• _Given request 1_: From the passage on external sound cards, copy the text starting with "The potential upside" and going on through "down in price.".
• _Given request 2_: Under the "Article Series Overview" heading in the passage on external sound cards, what topics does the author say the series will cover? List them all.

##### Given passage #####

External Sound Cards: Most of these are made for musicians and bedroom recording. That means they’re mass produced at a relatively low cost. Putting aside audiophile snobbery, this is not a bug, it’s a feature. Communication with the computer is most commonly through the USB port, though there’s a few Firewire and Thunderbolt interfaces out there.
The potential upside of going external is removing the sound card’s potential of noise contamination from being inside the computer case. There’s also superior portability, since you’re not tied down to a desktop machine as you are with PCI interfaces. The downside is potential noise and ground-loops from USB or Firewire power. Because of the intended market for external sound cards (amateur recording) and communications speed limitations with USB and USB 2.0, they are overwhelmingly available only with 48-kHz and 96-kHz sample rates (which I will discuss in greater detail later). However, we’re starting to see some nice hardware with higher sample-rate capabilities starting to come down in price.
Article Series Overview
In coming months, I’ll provide an overview of some of the hardware and software options. Following that, we will consider what external hardware it takes to translate that into a useful instrument. Along the way, I will provide some examples of actual measurements and what it took to obtain them. I’ll also discuss ways to design and build your own simple interfaces and jigs to do common measurements.

##### Information supplied #####

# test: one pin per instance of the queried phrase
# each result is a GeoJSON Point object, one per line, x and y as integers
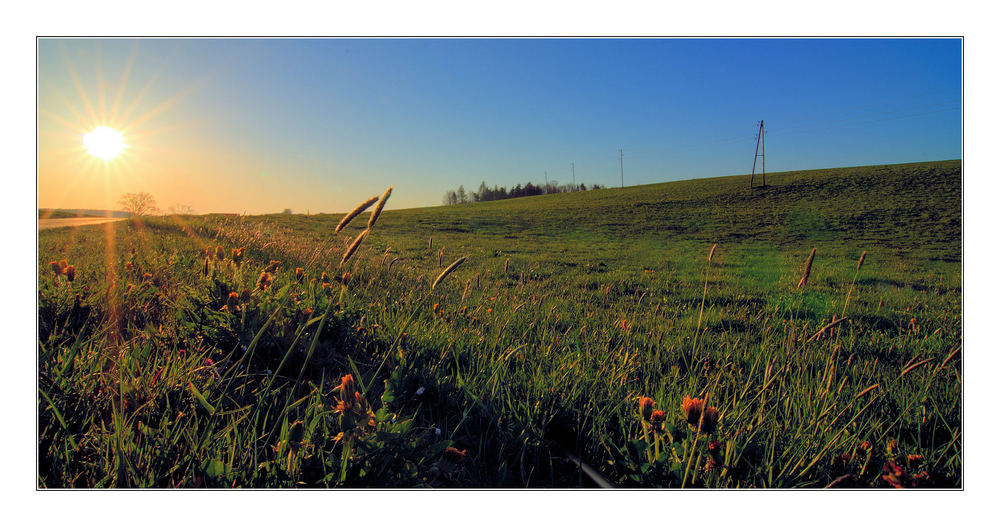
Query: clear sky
{"type": "Point", "coordinates": [257, 126]}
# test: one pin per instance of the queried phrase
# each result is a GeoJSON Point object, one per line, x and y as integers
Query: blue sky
{"type": "Point", "coordinates": [261, 125]}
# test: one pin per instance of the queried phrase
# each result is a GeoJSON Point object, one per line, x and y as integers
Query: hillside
{"type": "Point", "coordinates": [301, 362]}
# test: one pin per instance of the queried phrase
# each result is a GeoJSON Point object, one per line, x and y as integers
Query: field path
{"type": "Point", "coordinates": [52, 223]}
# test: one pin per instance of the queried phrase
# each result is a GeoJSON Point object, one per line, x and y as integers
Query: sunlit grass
{"type": "Point", "coordinates": [524, 360]}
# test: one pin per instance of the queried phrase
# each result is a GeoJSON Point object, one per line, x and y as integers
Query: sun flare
{"type": "Point", "coordinates": [104, 143]}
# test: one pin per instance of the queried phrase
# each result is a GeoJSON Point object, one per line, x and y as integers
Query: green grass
{"type": "Point", "coordinates": [608, 296]}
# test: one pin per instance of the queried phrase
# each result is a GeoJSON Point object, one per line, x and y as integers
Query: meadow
{"type": "Point", "coordinates": [651, 336]}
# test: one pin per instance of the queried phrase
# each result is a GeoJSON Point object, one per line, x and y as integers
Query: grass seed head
{"type": "Point", "coordinates": [379, 207]}
{"type": "Point", "coordinates": [353, 247]}
{"type": "Point", "coordinates": [447, 271]}
{"type": "Point", "coordinates": [346, 220]}
{"type": "Point", "coordinates": [693, 410]}
{"type": "Point", "coordinates": [805, 274]}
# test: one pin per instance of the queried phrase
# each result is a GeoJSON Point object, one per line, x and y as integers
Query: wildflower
{"type": "Point", "coordinates": [264, 280]}
{"type": "Point", "coordinates": [646, 405]}
{"type": "Point", "coordinates": [346, 384]}
{"type": "Point", "coordinates": [890, 448]}
{"type": "Point", "coordinates": [455, 454]}
{"type": "Point", "coordinates": [693, 414]}
{"type": "Point", "coordinates": [895, 475]}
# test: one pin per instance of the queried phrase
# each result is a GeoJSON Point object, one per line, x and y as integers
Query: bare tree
{"type": "Point", "coordinates": [139, 204]}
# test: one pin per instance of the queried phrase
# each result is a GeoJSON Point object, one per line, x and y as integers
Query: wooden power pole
{"type": "Point", "coordinates": [621, 163]}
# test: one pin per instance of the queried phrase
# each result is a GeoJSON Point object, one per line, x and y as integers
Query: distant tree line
{"type": "Point", "coordinates": [454, 197]}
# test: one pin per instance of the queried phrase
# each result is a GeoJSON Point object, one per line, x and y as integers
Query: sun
{"type": "Point", "coordinates": [104, 143]}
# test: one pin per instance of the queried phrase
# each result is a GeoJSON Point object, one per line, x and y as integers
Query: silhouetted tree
{"type": "Point", "coordinates": [139, 203]}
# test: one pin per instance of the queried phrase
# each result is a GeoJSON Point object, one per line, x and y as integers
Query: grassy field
{"type": "Point", "coordinates": [586, 339]}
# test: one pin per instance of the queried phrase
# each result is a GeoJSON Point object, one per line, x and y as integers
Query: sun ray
{"type": "Point", "coordinates": [75, 78]}
{"type": "Point", "coordinates": [101, 109]}
{"type": "Point", "coordinates": [162, 107]}
{"type": "Point", "coordinates": [123, 81]}
{"type": "Point", "coordinates": [138, 98]}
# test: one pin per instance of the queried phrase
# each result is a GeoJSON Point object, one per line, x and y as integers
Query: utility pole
{"type": "Point", "coordinates": [759, 152]}
{"type": "Point", "coordinates": [621, 163]}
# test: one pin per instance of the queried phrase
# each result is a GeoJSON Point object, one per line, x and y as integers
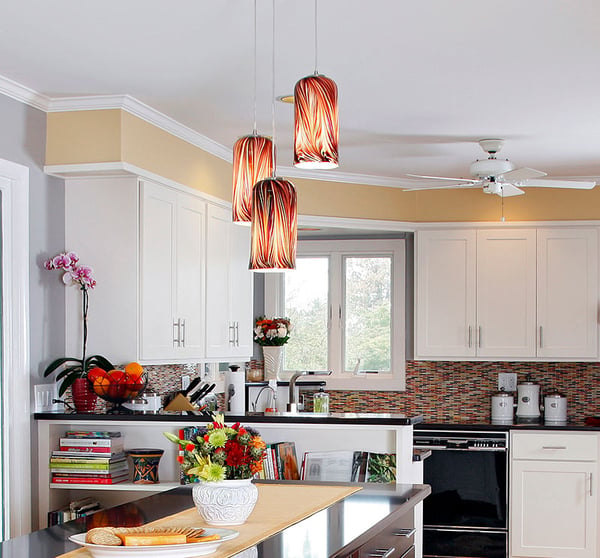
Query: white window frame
{"type": "Point", "coordinates": [336, 250]}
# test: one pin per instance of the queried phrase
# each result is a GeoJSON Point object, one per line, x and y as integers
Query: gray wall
{"type": "Point", "coordinates": [23, 141]}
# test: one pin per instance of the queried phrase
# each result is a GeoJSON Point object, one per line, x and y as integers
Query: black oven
{"type": "Point", "coordinates": [466, 514]}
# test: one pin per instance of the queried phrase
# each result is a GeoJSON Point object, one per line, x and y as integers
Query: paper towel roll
{"type": "Point", "coordinates": [235, 391]}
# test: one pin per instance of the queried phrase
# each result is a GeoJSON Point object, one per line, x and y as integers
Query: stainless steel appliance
{"type": "Point", "coordinates": [528, 401]}
{"type": "Point", "coordinates": [555, 408]}
{"type": "Point", "coordinates": [502, 408]}
{"type": "Point", "coordinates": [466, 514]}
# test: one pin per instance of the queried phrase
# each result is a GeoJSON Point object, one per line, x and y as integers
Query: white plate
{"type": "Point", "coordinates": [187, 550]}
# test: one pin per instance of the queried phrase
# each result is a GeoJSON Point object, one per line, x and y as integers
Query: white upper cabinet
{"type": "Point", "coordinates": [229, 287]}
{"type": "Point", "coordinates": [445, 293]}
{"type": "Point", "coordinates": [507, 293]}
{"type": "Point", "coordinates": [172, 274]}
{"type": "Point", "coordinates": [148, 245]}
{"type": "Point", "coordinates": [567, 292]}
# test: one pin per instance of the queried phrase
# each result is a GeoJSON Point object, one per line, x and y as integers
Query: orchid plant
{"type": "Point", "coordinates": [75, 274]}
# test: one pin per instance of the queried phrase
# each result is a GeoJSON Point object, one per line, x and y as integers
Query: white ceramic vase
{"type": "Point", "coordinates": [227, 502]}
{"type": "Point", "coordinates": [273, 357]}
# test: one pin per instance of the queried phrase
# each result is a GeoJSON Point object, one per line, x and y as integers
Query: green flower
{"type": "Point", "coordinates": [217, 438]}
{"type": "Point", "coordinates": [212, 472]}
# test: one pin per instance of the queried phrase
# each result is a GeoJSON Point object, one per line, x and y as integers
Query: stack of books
{"type": "Point", "coordinates": [89, 457]}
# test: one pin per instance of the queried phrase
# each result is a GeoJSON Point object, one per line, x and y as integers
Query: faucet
{"type": "Point", "coordinates": [292, 405]}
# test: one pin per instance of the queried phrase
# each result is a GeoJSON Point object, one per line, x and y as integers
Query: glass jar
{"type": "Point", "coordinates": [321, 402]}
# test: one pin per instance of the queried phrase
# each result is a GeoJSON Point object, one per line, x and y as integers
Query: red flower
{"type": "Point", "coordinates": [235, 454]}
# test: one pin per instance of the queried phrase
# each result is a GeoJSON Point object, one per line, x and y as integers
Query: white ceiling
{"type": "Point", "coordinates": [419, 81]}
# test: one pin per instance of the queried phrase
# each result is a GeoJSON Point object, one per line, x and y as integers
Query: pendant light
{"type": "Point", "coordinates": [316, 126]}
{"type": "Point", "coordinates": [252, 161]}
{"type": "Point", "coordinates": [274, 213]}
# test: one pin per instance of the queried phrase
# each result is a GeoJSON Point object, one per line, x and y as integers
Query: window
{"type": "Point", "coordinates": [345, 301]}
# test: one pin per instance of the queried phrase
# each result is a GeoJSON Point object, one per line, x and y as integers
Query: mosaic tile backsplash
{"type": "Point", "coordinates": [446, 391]}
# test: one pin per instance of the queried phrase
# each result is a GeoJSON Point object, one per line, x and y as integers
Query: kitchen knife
{"type": "Point", "coordinates": [200, 393]}
{"type": "Point", "coordinates": [192, 385]}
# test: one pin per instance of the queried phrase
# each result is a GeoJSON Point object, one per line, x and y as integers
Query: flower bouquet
{"type": "Point", "coordinates": [218, 452]}
{"type": "Point", "coordinates": [221, 460]}
{"type": "Point", "coordinates": [272, 332]}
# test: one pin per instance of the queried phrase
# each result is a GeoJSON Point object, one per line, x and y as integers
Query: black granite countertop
{"type": "Point", "coordinates": [298, 418]}
{"type": "Point", "coordinates": [341, 525]}
{"type": "Point", "coordinates": [574, 425]}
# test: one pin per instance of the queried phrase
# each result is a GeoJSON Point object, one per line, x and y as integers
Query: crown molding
{"type": "Point", "coordinates": [145, 112]}
{"type": "Point", "coordinates": [24, 94]}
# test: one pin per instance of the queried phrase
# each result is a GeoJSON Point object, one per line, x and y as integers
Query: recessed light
{"type": "Point", "coordinates": [286, 99]}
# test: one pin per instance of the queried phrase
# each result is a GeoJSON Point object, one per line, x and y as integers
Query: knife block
{"type": "Point", "coordinates": [180, 403]}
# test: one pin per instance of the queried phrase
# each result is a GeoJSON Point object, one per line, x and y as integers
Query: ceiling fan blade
{"type": "Point", "coordinates": [449, 187]}
{"type": "Point", "coordinates": [549, 183]}
{"type": "Point", "coordinates": [443, 178]}
{"type": "Point", "coordinates": [524, 173]}
{"type": "Point", "coordinates": [506, 189]}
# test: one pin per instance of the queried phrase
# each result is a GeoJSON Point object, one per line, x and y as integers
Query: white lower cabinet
{"type": "Point", "coordinates": [554, 495]}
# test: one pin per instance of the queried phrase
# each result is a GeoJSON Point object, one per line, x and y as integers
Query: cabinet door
{"type": "Point", "coordinates": [445, 294]}
{"type": "Point", "coordinates": [553, 509]}
{"type": "Point", "coordinates": [219, 326]}
{"type": "Point", "coordinates": [190, 272]}
{"type": "Point", "coordinates": [241, 289]}
{"type": "Point", "coordinates": [567, 293]}
{"type": "Point", "coordinates": [229, 282]}
{"type": "Point", "coordinates": [506, 268]}
{"type": "Point", "coordinates": [158, 256]}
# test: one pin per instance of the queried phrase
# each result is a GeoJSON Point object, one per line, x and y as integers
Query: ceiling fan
{"type": "Point", "coordinates": [500, 176]}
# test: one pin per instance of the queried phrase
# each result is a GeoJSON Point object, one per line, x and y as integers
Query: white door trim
{"type": "Point", "coordinates": [16, 417]}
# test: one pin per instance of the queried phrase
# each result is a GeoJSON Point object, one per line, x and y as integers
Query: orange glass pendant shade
{"type": "Point", "coordinates": [252, 162]}
{"type": "Point", "coordinates": [316, 127]}
{"type": "Point", "coordinates": [274, 225]}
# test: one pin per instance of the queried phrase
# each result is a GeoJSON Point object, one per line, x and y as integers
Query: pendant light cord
{"type": "Point", "coordinates": [255, 86]}
{"type": "Point", "coordinates": [316, 40]}
{"type": "Point", "coordinates": [273, 96]}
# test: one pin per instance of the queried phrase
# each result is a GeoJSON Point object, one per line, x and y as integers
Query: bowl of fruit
{"type": "Point", "coordinates": [118, 386]}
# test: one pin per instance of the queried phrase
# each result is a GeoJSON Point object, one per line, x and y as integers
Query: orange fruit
{"type": "Point", "coordinates": [96, 372]}
{"type": "Point", "coordinates": [134, 370]}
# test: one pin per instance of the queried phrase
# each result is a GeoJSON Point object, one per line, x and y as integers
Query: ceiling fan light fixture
{"type": "Point", "coordinates": [274, 225]}
{"type": "Point", "coordinates": [252, 161]}
{"type": "Point", "coordinates": [316, 125]}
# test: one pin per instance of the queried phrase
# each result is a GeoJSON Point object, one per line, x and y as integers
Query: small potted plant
{"type": "Point", "coordinates": [71, 371]}
{"type": "Point", "coordinates": [271, 334]}
{"type": "Point", "coordinates": [221, 461]}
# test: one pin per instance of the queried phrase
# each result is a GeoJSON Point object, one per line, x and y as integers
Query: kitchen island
{"type": "Point", "coordinates": [374, 432]}
{"type": "Point", "coordinates": [375, 517]}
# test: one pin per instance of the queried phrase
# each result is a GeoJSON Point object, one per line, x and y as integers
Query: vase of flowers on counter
{"type": "Point", "coordinates": [221, 461]}
{"type": "Point", "coordinates": [272, 334]}
{"type": "Point", "coordinates": [71, 371]}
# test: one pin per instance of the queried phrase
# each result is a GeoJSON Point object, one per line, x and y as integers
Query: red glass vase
{"type": "Point", "coordinates": [84, 397]}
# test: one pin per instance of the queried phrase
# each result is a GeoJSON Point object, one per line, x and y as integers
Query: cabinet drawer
{"type": "Point", "coordinates": [562, 446]}
{"type": "Point", "coordinates": [395, 541]}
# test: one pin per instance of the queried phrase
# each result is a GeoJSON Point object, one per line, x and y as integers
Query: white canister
{"type": "Point", "coordinates": [502, 408]}
{"type": "Point", "coordinates": [555, 408]}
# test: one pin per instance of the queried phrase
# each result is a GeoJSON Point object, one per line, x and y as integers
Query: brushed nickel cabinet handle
{"type": "Point", "coordinates": [381, 552]}
{"type": "Point", "coordinates": [404, 533]}
{"type": "Point", "coordinates": [177, 337]}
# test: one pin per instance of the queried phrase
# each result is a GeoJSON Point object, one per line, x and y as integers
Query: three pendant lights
{"type": "Point", "coordinates": [269, 203]}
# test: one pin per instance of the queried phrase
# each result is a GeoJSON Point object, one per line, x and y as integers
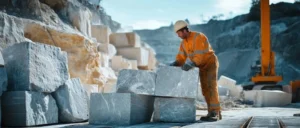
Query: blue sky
{"type": "Point", "coordinates": [152, 14]}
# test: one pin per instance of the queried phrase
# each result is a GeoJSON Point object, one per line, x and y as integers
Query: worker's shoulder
{"type": "Point", "coordinates": [199, 34]}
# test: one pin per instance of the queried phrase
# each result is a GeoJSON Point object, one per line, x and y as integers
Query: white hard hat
{"type": "Point", "coordinates": [179, 25]}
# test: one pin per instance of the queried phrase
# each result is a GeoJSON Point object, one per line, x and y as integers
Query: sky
{"type": "Point", "coordinates": [152, 14]}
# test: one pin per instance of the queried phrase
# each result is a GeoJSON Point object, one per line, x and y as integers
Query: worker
{"type": "Point", "coordinates": [196, 51]}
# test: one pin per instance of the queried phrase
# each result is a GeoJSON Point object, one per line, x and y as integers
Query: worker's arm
{"type": "Point", "coordinates": [201, 47]}
{"type": "Point", "coordinates": [181, 56]}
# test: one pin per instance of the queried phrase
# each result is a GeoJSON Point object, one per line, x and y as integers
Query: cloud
{"type": "Point", "coordinates": [149, 24]}
{"type": "Point", "coordinates": [235, 6]}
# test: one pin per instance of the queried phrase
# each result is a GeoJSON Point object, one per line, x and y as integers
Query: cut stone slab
{"type": "Point", "coordinates": [24, 108]}
{"type": "Point", "coordinates": [72, 101]}
{"type": "Point", "coordinates": [104, 60]}
{"type": "Point", "coordinates": [139, 54]}
{"type": "Point", "coordinates": [109, 49]}
{"type": "Point", "coordinates": [120, 109]}
{"type": "Point", "coordinates": [136, 81]}
{"type": "Point", "coordinates": [174, 110]}
{"type": "Point", "coordinates": [1, 60]}
{"type": "Point", "coordinates": [175, 82]}
{"type": "Point", "coordinates": [249, 95]}
{"type": "Point", "coordinates": [152, 60]}
{"type": "Point", "coordinates": [35, 67]}
{"type": "Point", "coordinates": [3, 80]}
{"type": "Point", "coordinates": [101, 33]}
{"type": "Point", "coordinates": [133, 64]}
{"type": "Point", "coordinates": [266, 98]}
{"type": "Point", "coordinates": [91, 88]}
{"type": "Point", "coordinates": [231, 85]}
{"type": "Point", "coordinates": [129, 39]}
{"type": "Point", "coordinates": [223, 91]}
{"type": "Point", "coordinates": [110, 88]}
{"type": "Point", "coordinates": [287, 88]}
{"type": "Point", "coordinates": [118, 63]}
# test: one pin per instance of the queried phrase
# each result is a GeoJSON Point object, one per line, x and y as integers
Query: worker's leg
{"type": "Point", "coordinates": [204, 87]}
{"type": "Point", "coordinates": [212, 74]}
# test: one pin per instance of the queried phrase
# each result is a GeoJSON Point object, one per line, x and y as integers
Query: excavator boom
{"type": "Point", "coordinates": [267, 72]}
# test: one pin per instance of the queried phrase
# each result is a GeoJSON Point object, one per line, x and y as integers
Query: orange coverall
{"type": "Point", "coordinates": [197, 48]}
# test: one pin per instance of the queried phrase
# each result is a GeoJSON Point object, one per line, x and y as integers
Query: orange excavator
{"type": "Point", "coordinates": [266, 77]}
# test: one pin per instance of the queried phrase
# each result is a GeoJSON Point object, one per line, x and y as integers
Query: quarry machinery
{"type": "Point", "coordinates": [266, 77]}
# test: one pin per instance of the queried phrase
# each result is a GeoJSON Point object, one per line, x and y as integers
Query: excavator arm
{"type": "Point", "coordinates": [267, 70]}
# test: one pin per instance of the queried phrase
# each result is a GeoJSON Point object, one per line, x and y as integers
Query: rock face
{"type": "Point", "coordinates": [3, 80]}
{"type": "Point", "coordinates": [83, 57]}
{"type": "Point", "coordinates": [174, 82]}
{"type": "Point", "coordinates": [72, 101]}
{"type": "Point", "coordinates": [136, 81]}
{"type": "Point", "coordinates": [101, 33]}
{"type": "Point", "coordinates": [3, 76]}
{"type": "Point", "coordinates": [11, 31]}
{"type": "Point", "coordinates": [108, 49]}
{"type": "Point", "coordinates": [35, 67]}
{"type": "Point", "coordinates": [120, 109]}
{"type": "Point", "coordinates": [24, 108]}
{"type": "Point", "coordinates": [118, 63]}
{"type": "Point", "coordinates": [176, 110]}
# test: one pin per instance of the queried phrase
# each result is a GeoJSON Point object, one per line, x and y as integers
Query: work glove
{"type": "Point", "coordinates": [173, 64]}
{"type": "Point", "coordinates": [188, 65]}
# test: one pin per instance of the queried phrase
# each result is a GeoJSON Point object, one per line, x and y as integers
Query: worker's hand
{"type": "Point", "coordinates": [174, 64]}
{"type": "Point", "coordinates": [188, 65]}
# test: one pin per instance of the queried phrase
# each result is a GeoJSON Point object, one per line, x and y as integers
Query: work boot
{"type": "Point", "coordinates": [212, 116]}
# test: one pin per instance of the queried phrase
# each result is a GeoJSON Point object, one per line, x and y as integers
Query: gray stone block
{"type": "Point", "coordinates": [136, 81]}
{"type": "Point", "coordinates": [24, 108]}
{"type": "Point", "coordinates": [174, 110]}
{"type": "Point", "coordinates": [175, 82]}
{"type": "Point", "coordinates": [117, 109]}
{"type": "Point", "coordinates": [3, 80]}
{"type": "Point", "coordinates": [35, 67]}
{"type": "Point", "coordinates": [72, 101]}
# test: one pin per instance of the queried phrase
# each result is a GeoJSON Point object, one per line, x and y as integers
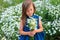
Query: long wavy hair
{"type": "Point", "coordinates": [25, 6]}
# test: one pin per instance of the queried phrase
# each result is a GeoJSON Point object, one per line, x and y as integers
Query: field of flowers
{"type": "Point", "coordinates": [10, 15]}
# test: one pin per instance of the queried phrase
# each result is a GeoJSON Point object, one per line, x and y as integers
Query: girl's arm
{"type": "Point", "coordinates": [21, 29]}
{"type": "Point", "coordinates": [40, 27]}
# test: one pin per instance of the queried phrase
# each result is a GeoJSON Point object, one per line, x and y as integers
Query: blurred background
{"type": "Point", "coordinates": [10, 13]}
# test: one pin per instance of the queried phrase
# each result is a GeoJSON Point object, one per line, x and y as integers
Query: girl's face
{"type": "Point", "coordinates": [30, 10]}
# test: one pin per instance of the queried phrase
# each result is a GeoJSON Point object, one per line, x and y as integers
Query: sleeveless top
{"type": "Point", "coordinates": [37, 36]}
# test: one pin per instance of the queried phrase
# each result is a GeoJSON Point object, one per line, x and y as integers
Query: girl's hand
{"type": "Point", "coordinates": [30, 34]}
{"type": "Point", "coordinates": [33, 32]}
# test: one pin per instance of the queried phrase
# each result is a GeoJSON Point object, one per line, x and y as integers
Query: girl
{"type": "Point", "coordinates": [28, 10]}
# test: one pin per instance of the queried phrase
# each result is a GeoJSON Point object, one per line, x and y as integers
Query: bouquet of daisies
{"type": "Point", "coordinates": [32, 25]}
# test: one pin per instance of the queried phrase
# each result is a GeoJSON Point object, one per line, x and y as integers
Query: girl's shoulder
{"type": "Point", "coordinates": [37, 16]}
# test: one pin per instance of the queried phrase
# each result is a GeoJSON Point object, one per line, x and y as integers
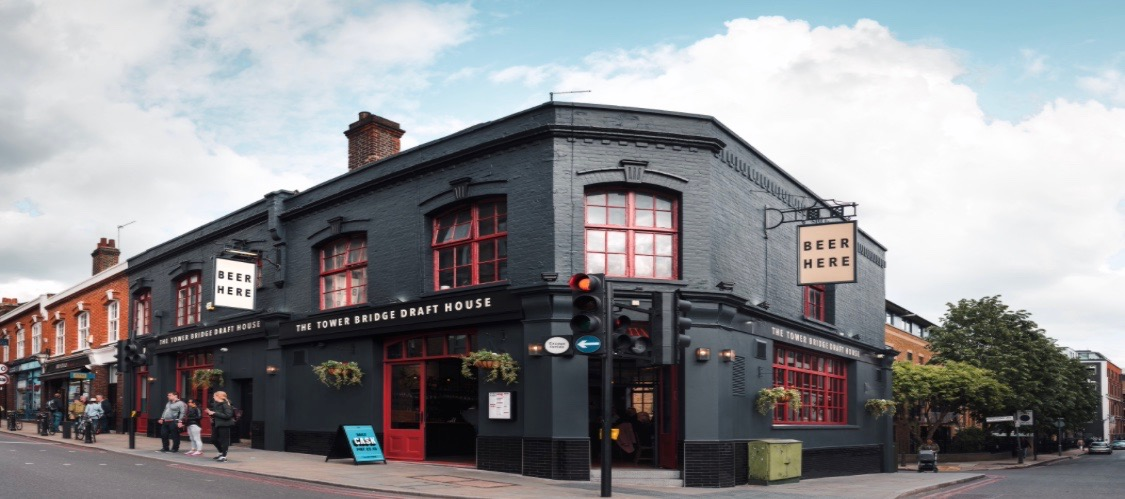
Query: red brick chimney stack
{"type": "Point", "coordinates": [371, 138]}
{"type": "Point", "coordinates": [105, 255]}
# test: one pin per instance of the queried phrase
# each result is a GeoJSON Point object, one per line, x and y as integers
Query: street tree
{"type": "Point", "coordinates": [988, 334]}
{"type": "Point", "coordinates": [928, 396]}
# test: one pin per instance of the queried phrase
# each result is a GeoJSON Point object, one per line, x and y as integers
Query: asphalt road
{"type": "Point", "coordinates": [1087, 475]}
{"type": "Point", "coordinates": [42, 469]}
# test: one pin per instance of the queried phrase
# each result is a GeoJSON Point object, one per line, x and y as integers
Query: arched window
{"type": "Point", "coordinates": [142, 312]}
{"type": "Point", "coordinates": [470, 245]}
{"type": "Point", "coordinates": [188, 299]}
{"type": "Point", "coordinates": [631, 234]}
{"type": "Point", "coordinates": [343, 272]}
{"type": "Point", "coordinates": [113, 321]}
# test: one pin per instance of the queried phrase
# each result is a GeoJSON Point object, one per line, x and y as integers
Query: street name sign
{"type": "Point", "coordinates": [588, 344]}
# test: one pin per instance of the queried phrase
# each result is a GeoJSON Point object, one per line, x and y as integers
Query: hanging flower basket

#####

• _Full solution 1_:
The potential upside of going external is removing the sound card’s potential of noise contamination from being inside the computer case. There’s also superior portability, since you’re not tied down to a desktop machine as you are with PCI interfaces. The downside is potential noise and ground-loops from USB or Firewire power. Because of the intended market for external sound cards (amateur recording) and communications speed limitations with USB and USB 2.0, they are overwhelmingly available only with 48-kHz and 96-kHz sample rates (which I will discuss in greater detail later). However, we’re starting to see some nice hardware with higher sample-rate capabilities starting to come down in price.

• _Full solution 2_:
- An overview of some of the hardware and software options
- The external hardware it takes to translate that into a useful instrument
- Examples of actual measurements and what it took to obtain them
- Ways to design and build your own simple interfaces and jigs to do common measurements